---------- GIVEN RECORDS

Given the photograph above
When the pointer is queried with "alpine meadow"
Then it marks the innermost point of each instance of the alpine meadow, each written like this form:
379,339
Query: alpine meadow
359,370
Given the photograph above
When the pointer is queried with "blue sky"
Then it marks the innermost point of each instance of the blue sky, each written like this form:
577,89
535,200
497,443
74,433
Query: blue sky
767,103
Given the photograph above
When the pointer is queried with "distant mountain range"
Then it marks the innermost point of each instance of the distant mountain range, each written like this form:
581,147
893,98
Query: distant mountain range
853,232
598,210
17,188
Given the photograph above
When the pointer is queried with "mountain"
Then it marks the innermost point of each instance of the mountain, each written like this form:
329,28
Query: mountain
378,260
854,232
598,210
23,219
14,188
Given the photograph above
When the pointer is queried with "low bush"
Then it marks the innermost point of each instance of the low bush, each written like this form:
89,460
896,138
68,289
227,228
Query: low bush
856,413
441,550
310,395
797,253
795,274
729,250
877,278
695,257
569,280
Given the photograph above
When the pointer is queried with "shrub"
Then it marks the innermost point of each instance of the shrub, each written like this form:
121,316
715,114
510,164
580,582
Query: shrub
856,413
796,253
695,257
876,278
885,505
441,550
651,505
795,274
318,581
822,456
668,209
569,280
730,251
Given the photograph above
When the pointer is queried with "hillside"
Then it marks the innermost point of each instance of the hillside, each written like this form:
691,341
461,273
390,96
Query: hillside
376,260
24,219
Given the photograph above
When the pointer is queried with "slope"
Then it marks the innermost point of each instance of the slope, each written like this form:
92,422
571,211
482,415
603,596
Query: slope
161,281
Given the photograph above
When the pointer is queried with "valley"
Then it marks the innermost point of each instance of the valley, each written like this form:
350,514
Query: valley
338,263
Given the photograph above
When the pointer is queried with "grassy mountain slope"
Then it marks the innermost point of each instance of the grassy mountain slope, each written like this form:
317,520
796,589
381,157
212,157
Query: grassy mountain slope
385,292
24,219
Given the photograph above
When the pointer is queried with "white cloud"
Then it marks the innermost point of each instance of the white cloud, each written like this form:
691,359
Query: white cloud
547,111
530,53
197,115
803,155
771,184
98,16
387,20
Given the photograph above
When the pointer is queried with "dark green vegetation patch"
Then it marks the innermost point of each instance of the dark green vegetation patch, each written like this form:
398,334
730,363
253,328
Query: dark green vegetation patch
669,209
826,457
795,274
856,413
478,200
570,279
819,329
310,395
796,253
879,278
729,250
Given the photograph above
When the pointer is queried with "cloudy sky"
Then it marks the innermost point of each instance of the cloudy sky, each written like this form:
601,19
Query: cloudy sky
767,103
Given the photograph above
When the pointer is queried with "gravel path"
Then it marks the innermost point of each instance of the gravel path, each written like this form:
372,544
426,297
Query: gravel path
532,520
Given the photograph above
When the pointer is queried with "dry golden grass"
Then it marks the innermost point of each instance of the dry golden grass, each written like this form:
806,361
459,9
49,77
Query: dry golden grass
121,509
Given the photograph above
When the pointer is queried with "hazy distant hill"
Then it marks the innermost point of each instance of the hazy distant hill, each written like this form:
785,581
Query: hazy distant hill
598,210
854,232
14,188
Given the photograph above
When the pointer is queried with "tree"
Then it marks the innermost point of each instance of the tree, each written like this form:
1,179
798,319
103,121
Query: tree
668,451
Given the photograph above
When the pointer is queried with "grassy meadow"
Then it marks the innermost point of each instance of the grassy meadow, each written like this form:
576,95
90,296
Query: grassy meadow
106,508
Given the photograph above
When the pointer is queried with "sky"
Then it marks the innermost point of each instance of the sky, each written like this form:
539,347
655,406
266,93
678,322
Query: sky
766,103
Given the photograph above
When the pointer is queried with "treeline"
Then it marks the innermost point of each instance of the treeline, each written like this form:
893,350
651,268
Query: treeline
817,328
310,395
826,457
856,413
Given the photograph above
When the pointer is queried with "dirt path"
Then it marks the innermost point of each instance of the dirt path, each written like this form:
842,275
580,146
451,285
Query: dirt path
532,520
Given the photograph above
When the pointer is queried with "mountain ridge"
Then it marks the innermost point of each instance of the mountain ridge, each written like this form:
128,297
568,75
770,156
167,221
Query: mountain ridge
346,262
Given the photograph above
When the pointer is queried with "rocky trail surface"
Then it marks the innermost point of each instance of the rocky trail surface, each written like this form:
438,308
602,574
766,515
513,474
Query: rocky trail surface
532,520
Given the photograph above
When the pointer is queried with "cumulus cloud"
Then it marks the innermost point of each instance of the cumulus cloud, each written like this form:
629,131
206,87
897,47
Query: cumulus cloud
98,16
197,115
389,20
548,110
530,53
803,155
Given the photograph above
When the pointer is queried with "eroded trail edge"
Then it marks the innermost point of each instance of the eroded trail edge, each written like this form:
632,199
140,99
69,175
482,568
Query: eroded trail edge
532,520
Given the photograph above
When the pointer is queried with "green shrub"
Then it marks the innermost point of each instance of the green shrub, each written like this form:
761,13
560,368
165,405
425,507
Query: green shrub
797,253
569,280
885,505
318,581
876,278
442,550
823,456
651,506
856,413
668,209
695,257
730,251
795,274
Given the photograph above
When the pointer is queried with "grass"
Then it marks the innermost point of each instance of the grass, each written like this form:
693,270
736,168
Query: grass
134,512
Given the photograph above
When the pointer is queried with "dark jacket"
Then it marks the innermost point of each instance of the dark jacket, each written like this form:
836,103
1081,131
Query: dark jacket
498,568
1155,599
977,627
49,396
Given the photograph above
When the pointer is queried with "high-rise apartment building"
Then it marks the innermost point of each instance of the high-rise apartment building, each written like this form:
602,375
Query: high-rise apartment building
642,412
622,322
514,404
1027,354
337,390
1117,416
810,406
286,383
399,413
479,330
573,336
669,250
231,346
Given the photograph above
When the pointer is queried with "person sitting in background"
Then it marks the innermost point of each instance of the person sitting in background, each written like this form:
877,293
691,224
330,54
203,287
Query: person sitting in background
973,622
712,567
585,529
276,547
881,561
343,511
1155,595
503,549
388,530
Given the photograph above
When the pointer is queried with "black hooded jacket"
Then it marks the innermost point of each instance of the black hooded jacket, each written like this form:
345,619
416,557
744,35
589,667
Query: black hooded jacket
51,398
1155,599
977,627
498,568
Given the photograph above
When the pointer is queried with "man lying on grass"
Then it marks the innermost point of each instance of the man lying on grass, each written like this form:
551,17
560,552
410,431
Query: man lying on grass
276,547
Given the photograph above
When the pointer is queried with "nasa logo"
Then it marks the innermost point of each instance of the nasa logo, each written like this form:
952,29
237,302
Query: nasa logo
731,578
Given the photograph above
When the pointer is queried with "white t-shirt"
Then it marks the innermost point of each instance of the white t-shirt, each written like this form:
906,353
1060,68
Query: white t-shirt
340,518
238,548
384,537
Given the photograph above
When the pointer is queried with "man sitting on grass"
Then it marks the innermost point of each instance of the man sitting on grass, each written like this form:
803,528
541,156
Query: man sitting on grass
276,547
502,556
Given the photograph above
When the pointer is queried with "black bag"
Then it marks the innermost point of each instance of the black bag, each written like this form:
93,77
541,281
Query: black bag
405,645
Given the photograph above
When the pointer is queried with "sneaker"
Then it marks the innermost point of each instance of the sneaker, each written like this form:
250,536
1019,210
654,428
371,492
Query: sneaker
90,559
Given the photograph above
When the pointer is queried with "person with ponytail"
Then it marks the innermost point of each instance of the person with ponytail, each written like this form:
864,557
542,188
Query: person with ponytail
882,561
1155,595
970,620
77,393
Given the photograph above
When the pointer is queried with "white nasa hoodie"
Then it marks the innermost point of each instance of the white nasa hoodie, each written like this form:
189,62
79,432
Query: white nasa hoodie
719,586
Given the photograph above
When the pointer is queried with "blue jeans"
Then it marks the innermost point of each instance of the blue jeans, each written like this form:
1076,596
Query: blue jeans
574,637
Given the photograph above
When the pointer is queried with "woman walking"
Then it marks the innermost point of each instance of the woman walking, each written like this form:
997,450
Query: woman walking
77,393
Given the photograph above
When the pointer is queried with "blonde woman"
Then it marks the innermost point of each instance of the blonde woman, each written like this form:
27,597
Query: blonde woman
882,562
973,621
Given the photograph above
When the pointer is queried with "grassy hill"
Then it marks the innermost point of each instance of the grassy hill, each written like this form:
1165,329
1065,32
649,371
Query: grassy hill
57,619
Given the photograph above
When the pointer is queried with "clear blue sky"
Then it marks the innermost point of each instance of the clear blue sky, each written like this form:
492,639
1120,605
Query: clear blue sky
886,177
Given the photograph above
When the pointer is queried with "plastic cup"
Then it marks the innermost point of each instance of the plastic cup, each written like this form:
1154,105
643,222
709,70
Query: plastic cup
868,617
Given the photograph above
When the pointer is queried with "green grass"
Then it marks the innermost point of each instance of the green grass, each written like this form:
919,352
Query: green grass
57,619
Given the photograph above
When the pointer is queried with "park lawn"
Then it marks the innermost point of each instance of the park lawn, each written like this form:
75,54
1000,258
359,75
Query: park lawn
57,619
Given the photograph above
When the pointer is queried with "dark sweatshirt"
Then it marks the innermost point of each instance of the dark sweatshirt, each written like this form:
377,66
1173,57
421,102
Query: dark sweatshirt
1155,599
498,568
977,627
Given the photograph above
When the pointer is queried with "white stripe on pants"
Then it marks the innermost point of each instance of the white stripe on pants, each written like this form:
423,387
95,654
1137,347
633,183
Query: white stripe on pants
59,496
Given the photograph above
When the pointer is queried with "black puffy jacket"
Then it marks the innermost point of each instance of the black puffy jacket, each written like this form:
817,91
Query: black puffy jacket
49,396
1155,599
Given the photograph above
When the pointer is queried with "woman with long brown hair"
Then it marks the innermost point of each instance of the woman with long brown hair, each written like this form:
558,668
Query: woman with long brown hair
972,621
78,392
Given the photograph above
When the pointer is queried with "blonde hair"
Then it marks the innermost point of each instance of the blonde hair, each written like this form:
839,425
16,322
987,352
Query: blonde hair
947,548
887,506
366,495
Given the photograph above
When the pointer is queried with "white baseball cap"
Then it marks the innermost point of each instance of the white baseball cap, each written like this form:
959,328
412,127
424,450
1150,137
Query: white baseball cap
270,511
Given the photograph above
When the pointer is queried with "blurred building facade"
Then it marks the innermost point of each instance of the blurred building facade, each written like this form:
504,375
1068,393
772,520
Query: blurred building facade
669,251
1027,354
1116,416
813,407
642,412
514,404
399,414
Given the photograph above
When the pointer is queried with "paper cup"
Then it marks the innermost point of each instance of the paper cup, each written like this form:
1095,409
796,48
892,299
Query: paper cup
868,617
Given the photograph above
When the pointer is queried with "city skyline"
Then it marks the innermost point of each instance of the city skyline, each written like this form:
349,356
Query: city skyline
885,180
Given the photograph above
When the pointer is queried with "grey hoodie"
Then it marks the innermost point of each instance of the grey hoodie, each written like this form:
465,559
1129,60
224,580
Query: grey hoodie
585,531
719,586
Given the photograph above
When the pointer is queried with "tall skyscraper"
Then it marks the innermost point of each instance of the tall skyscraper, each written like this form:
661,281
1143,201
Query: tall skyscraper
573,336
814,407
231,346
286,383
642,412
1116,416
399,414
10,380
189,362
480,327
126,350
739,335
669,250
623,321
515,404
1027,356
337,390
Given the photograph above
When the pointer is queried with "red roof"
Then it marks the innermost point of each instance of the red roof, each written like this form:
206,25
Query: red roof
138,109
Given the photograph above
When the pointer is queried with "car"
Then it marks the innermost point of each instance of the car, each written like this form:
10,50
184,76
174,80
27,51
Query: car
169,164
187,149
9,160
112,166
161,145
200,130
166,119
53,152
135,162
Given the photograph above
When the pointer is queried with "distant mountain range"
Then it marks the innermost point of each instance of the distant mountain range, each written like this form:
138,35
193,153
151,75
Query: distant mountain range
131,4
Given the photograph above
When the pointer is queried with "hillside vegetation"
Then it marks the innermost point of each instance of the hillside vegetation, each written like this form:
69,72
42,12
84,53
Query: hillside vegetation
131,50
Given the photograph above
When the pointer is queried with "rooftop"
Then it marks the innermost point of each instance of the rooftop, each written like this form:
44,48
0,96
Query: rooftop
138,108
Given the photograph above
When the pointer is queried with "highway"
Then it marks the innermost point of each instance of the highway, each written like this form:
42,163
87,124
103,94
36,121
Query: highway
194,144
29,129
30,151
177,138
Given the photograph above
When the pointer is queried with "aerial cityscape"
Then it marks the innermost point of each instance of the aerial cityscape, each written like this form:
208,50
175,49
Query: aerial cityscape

--------------------

__WORK ORDER__. Return from the data every line that holds "aerial".

__REPLY TO THE TASK__.
When the pointer is queried with "aerial cityscape"
Then it marks the innermost point of each instance of the aerial cityscape, each written like this form:
Query: aerial cityscape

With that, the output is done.